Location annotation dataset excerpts
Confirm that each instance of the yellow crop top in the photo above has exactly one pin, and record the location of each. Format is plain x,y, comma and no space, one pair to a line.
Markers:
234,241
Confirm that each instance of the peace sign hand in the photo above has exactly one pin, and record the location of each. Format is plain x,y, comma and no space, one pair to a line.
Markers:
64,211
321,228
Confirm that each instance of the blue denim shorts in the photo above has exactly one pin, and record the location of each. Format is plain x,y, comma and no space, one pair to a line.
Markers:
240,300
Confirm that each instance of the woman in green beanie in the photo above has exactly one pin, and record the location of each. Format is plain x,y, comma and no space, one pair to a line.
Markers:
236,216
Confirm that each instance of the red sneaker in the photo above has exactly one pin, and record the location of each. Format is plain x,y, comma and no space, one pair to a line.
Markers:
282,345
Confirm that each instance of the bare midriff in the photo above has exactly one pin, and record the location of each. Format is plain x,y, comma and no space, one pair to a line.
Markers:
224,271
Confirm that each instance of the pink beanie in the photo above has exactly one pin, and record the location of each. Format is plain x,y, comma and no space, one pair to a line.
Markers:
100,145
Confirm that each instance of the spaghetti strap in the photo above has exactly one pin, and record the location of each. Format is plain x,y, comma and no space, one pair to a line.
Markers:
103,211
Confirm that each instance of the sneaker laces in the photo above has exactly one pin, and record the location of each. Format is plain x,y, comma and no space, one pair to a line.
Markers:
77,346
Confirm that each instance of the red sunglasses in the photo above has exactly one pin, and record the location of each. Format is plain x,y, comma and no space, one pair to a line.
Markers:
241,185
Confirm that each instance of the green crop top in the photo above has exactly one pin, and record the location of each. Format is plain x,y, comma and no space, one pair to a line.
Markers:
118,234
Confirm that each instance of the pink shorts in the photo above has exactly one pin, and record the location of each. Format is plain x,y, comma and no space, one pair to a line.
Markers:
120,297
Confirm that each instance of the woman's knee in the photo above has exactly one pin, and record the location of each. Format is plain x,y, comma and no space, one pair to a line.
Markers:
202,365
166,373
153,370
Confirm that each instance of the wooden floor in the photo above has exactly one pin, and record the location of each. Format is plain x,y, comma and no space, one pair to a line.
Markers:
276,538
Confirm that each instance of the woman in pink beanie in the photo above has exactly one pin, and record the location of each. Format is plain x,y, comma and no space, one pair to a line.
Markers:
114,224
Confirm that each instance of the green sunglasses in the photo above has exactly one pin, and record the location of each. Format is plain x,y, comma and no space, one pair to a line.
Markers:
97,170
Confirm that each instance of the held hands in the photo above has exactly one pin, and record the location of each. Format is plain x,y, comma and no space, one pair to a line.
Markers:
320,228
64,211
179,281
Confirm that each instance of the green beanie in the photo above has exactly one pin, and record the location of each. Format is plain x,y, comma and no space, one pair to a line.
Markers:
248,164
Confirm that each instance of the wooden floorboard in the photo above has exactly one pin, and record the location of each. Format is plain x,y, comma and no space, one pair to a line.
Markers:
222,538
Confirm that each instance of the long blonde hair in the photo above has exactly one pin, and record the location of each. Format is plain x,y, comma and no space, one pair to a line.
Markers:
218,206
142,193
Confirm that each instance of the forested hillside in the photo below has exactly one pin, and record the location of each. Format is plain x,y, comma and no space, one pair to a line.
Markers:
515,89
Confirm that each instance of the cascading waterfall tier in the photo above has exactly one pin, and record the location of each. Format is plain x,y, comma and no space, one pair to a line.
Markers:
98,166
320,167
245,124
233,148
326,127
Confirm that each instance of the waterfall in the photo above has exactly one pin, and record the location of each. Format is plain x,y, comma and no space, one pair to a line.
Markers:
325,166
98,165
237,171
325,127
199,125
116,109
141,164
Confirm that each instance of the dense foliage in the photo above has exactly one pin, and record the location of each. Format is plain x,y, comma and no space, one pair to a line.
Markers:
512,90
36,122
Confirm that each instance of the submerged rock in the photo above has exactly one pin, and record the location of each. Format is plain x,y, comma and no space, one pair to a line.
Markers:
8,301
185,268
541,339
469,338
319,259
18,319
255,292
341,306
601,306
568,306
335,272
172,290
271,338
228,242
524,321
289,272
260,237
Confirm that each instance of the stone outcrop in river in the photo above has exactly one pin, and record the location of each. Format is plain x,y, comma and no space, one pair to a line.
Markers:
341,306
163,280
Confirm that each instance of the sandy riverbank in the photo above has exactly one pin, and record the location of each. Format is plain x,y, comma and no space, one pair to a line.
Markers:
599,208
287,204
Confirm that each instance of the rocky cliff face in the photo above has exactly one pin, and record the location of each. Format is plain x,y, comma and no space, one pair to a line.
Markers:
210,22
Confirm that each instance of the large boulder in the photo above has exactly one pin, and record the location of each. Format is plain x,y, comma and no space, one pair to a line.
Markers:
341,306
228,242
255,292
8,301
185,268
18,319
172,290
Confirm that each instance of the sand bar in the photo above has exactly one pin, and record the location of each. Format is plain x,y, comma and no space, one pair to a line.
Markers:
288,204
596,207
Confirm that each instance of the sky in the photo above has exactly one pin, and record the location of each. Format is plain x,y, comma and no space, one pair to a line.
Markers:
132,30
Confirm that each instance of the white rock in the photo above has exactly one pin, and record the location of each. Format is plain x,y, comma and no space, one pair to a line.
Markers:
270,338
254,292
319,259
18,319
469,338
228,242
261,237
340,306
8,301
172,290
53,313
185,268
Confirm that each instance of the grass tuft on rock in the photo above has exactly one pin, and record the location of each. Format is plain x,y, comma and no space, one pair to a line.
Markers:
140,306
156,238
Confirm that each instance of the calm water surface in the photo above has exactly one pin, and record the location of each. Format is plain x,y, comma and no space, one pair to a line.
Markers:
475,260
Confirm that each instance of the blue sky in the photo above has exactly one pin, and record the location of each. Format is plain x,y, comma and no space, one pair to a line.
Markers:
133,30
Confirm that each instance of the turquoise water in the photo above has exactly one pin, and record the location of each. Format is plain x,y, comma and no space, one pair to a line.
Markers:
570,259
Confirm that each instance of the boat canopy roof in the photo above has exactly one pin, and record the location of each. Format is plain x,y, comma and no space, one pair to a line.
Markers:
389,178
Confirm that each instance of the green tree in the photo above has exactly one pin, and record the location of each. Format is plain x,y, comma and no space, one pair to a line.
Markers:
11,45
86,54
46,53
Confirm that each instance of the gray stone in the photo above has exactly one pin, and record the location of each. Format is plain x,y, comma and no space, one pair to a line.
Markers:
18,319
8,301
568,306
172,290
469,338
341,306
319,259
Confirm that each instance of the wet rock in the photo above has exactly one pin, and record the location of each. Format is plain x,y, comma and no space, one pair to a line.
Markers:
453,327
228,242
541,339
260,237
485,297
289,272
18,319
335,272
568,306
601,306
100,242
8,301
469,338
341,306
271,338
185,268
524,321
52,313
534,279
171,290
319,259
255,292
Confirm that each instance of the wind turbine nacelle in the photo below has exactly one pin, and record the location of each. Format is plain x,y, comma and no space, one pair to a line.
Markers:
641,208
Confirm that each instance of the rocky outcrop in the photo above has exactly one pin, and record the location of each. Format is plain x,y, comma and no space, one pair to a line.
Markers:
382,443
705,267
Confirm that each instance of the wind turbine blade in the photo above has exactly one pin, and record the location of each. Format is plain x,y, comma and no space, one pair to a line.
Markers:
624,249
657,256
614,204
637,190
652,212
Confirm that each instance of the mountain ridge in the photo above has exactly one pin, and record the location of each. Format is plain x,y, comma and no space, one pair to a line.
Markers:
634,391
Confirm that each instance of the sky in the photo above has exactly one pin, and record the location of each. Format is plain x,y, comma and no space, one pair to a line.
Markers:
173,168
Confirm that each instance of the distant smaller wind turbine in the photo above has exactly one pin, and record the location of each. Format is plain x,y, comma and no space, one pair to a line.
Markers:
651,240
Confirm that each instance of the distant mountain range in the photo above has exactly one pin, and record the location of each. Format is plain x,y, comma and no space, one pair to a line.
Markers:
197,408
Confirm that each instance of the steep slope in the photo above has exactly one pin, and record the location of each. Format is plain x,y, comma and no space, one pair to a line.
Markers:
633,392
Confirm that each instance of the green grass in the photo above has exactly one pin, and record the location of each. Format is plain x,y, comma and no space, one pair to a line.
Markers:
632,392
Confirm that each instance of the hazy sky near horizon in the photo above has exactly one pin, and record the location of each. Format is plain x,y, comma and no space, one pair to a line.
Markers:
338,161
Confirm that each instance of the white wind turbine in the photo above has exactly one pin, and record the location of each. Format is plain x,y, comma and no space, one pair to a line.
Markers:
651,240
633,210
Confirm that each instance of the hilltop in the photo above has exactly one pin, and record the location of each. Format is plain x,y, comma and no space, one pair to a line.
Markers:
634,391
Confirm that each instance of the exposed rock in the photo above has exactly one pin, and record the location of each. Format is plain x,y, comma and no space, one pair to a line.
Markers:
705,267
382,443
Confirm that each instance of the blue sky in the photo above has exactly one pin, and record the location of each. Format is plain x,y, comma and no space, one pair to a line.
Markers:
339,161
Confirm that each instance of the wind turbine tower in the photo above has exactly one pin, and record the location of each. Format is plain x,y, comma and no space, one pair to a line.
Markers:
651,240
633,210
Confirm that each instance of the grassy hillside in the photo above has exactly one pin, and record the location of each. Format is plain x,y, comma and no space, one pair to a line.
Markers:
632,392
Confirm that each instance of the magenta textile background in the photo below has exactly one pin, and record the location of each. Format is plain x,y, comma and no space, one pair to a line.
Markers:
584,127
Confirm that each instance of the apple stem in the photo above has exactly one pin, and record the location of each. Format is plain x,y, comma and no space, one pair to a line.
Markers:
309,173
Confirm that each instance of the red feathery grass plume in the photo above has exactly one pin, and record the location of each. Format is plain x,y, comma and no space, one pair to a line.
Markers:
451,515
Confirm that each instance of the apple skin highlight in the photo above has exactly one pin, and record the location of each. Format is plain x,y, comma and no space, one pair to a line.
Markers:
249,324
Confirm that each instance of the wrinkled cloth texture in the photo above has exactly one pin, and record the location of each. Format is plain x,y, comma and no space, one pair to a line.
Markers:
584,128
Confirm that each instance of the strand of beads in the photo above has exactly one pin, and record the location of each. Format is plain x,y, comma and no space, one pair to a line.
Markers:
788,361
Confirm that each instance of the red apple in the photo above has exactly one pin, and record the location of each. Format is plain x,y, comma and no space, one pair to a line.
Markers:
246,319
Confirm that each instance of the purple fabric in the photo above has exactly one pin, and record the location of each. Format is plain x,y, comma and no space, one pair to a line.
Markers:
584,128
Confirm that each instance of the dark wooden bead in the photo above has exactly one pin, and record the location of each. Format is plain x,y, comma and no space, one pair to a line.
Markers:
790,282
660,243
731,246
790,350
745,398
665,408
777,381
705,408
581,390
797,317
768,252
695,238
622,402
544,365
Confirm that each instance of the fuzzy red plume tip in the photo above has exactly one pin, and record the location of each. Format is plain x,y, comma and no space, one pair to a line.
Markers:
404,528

What needs to be done
Exactly and only the lines from the line containing "Confirm that each instance of the grassy" through the last line of the entries should be copied, both ends included.

Answer to the problem
Confirm that each instance of the grassy hillside in the photo above has exactly one pin, and record the location of each. Format is plain x,y, comma and no space, one pair to a line.
Markers:
632,392
Confirm that each instance of the magenta textile background in the photo below has exactly one pin, and record the location of each. Format is plain x,y, comma and no space, one pair to a line.
Markers:
584,127
Confirm that each instance of the apple stem in the photo above has exactly one pin, and record the location of each. Format is plain x,y, comma and no space, one pair to a line.
Markers:
309,173
Confirm that each instance of the red feathery grass plume in the photo above has exactly one pin, and record the location of each. Format is plain x,y, comma and no space, one pair to a line.
Markers:
451,515
Confirm that each instance of the apple skin highlight in the photo above has exactly one pin, and record the location of each. Format is plain x,y, comma and no space, one pair to a line.
Markers:
249,324
Confirm that each instance of the wrinkled cloth texture in the photo above has exactly one pin, and record the location of each. Format is plain x,y, comma and no space, one pair to a line.
Markers:
584,128
Confirm that each instance of the strand of beads in the photo above has exactly one pin, and record the location of each. Format is plain x,y, comma and no space, one pair to a line.
Markers:
788,361
Confirm that each instance of the red apple in the photo above has exactly one pin, and record the location of each. Format is plain x,y, comma and no space, one pair to a line.
Markers:
246,319
Confirm that each instance of the purple fabric in the photo above has exactly one pin, and record the location of each. Format is plain x,y, comma and no space, one pair to a line.
Markers:
584,128
Confirm that each instance of the dark wooden bead in the photo above has exactly one pin, and record the location of each. Format is plain x,y, comma and no space, one pair to a line.
Markers:
790,282
660,243
731,246
790,350
745,398
665,408
777,381
705,408
581,390
797,317
768,252
695,238
622,402
544,365
Confirm that each instance of the fuzzy red plume tip in the photo above has exactly one pin, and record the location of each. Format is plain x,y, comma and no space, one pair to a line.
Markers:
404,528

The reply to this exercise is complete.